YOUR OBJECTIVE — Recast the listing below as a Markdown table with two columns, Row and Line, giving each non-blank line its own numbered row and leaving out blank lines.

***** SUPPLIED MATERIAL *****

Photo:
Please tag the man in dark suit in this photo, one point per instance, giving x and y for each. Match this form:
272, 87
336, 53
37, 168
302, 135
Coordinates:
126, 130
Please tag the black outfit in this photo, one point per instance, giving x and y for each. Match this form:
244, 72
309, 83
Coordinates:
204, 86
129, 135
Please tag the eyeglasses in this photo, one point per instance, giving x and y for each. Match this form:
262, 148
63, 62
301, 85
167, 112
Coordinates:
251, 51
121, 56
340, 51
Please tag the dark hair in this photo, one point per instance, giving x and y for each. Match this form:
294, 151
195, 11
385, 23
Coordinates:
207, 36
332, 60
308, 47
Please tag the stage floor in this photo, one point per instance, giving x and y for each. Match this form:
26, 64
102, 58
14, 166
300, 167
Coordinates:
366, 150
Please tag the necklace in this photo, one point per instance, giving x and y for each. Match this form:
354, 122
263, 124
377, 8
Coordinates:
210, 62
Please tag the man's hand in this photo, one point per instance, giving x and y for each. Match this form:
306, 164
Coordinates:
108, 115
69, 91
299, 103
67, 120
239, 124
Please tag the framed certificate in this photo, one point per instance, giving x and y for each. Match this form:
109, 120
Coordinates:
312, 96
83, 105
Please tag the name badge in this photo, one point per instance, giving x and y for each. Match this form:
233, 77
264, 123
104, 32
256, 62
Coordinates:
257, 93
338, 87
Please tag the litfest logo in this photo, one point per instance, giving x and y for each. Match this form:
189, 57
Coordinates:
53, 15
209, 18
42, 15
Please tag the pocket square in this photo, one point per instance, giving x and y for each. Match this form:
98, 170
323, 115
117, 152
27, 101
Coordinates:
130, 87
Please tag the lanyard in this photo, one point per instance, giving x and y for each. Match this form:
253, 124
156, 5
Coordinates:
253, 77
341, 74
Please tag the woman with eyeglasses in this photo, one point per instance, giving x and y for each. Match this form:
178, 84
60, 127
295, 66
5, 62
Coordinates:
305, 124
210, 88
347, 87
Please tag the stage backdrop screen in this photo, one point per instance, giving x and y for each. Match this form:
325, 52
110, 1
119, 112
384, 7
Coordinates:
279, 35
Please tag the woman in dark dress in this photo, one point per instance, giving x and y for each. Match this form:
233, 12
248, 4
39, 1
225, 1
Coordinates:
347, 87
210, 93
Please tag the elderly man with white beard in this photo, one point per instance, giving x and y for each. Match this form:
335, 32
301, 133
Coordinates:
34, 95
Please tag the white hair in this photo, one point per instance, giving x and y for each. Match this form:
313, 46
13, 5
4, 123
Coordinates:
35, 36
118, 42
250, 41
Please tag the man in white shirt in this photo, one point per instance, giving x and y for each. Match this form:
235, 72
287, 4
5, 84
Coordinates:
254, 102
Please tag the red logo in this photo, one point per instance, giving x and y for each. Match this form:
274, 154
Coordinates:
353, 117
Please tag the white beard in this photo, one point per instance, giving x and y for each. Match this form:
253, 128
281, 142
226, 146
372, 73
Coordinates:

*****

RESULT FOR THIS TASK —
| Row | Line |
|---|---|
| 1 | Photo: |
| 2 | Please tag the man in dark suit in this photo, one point per instance, giving x and y for each. Match this form: |
| 3 | 272, 87 |
| 4 | 336, 53 |
| 5 | 37, 168 |
| 6 | 302, 135 |
| 7 | Coordinates: |
| 8 | 126, 130 |
| 9 | Please tag the black outfit in this photo, one point per instance, giving x and y for each. Match this form: |
| 10 | 244, 72 |
| 11 | 309, 83 |
| 12 | Coordinates: |
| 13 | 204, 86 |
| 14 | 129, 135 |
| 15 | Please tag the eyeglasses in this photo, one point per instance, giving x and y for each. Match this form: |
| 16 | 262, 148 |
| 17 | 63, 62 |
| 18 | 301, 85 |
| 19 | 167, 112 |
| 20 | Coordinates: |
| 21 | 251, 51 |
| 22 | 121, 56 |
| 23 | 340, 51 |
| 24 | Please tag the dark hair in this photo, one point per instance, giving x and y for each. Match this form: |
| 25 | 294, 151 |
| 26 | 195, 11 |
| 27 | 385, 23 |
| 28 | Coordinates: |
| 29 | 207, 36 |
| 30 | 332, 60 |
| 31 | 308, 47 |
| 32 | Please tag the stage floor in this photo, one point per instance, giving x and y for each. Match this form: |
| 33 | 26, 64 |
| 34 | 102, 58 |
| 35 | 14, 166 |
| 36 | 300, 167 |
| 37 | Coordinates: |
| 38 | 366, 150 |
| 39 | Please tag the necklace in this photo, one point per instance, giving x and y for each. Match this form: |
| 40 | 354, 122 |
| 41 | 263, 124 |
| 42 | 377, 8 |
| 43 | Coordinates: |
| 44 | 210, 62 |
| 45 | Please tag the man's hand in this photo, one point per instance, giving x and y for each. Match this form: |
| 46 | 306, 164 |
| 47 | Coordinates: |
| 48 | 108, 115 |
| 49 | 69, 91 |
| 50 | 299, 103 |
| 51 | 67, 120 |
| 52 | 239, 124 |
| 53 | Please tag the framed certificate in this photo, one point per instance, giving x and y for each. Match this form: |
| 54 | 109, 120 |
| 55 | Coordinates: |
| 56 | 312, 96 |
| 57 | 83, 105 |
| 58 | Please tag the name badge in this photo, one point per instance, giving x and y for each. Match this form: |
| 59 | 233, 77 |
| 60 | 264, 123 |
| 61 | 104, 32 |
| 62 | 256, 62 |
| 63 | Coordinates: |
| 64 | 257, 93 |
| 65 | 338, 87 |
| 66 | Please tag the litfest logo in this photo, one point per instance, giving x and y for each. Match this form: |
| 67 | 189, 57 |
| 68 | Coordinates: |
| 69 | 53, 15 |
| 70 | 209, 18 |
| 71 | 42, 15 |
| 72 | Please tag the pocket square in this photo, one point per instance, giving x and y for each. Match this form: |
| 73 | 98, 170 |
| 74 | 323, 115 |
| 75 | 117, 152 |
| 76 | 27, 101 |
| 77 | Coordinates: |
| 78 | 130, 87 |
| 79 | Please tag the lanyard in this photo, one point per instance, giving x and y for each. Match this form: |
| 80 | 253, 124 |
| 81 | 156, 5 |
| 82 | Coordinates: |
| 83 | 253, 77 |
| 84 | 341, 74 |
| 85 | Please tag the woman with eyeglasses in this photo, one point per instance, giving x and y for each. Match this form: |
| 86 | 178, 84 |
| 87 | 60, 127 |
| 88 | 295, 66 |
| 89 | 5, 62 |
| 90 | Coordinates: |
| 91 | 305, 124 |
| 92 | 210, 88 |
| 93 | 347, 87 |
| 94 | Please tag the stage backdrop screen in this photo, one point per instance, giving x and y for each. Match this form: |
| 95 | 325, 52 |
| 96 | 110, 1 |
| 97 | 119, 112 |
| 98 | 384, 7 |
| 99 | Coordinates: |
| 100 | 279, 35 |
| 101 | Please tag the woman in dark dress in this photo, one point per instance, giving x and y for each. Match this form: |
| 102 | 233, 12 |
| 103 | 248, 4 |
| 104 | 39, 1 |
| 105 | 225, 1 |
| 106 | Coordinates: |
| 107 | 347, 87 |
| 108 | 210, 93 |
| 109 | Please tag the elderly man with white beard in this photo, one point per instance, giving x and y for each. Match this form: |
| 110 | 335, 32 |
| 111 | 301, 133 |
| 112 | Coordinates: |
| 113 | 34, 95 |
| 114 | Please tag the white hair in this photo, one point per instance, giving x and y for each. Match this form: |
| 115 | 313, 46 |
| 116 | 13, 5 |
| 117 | 4, 123 |
| 118 | Coordinates: |
| 119 | 35, 36 |
| 120 | 118, 42 |
| 121 | 250, 41 |
| 122 | Please tag the man in white shirt in this photo, one point per instance, giving x and y for each. Match this form: |
| 123 | 235, 72 |
| 124 | 287, 4 |
| 125 | 5, 84 |
| 126 | Coordinates: |
| 127 | 254, 102 |
| 128 | Please tag the red logo in this photo, one point per instance, giving x and y for each. Match this form: |
| 129 | 274, 154 |
| 130 | Coordinates: |
| 131 | 353, 117 |
| 132 | Please tag the white beard in this photo, one point per instance, giving x and y for each. Match this form: |
| 133 | 253, 128 |
| 134 | 281, 142 |
| 135 | 226, 146 |
| 136 | 372, 73 |
| 137 | Coordinates: |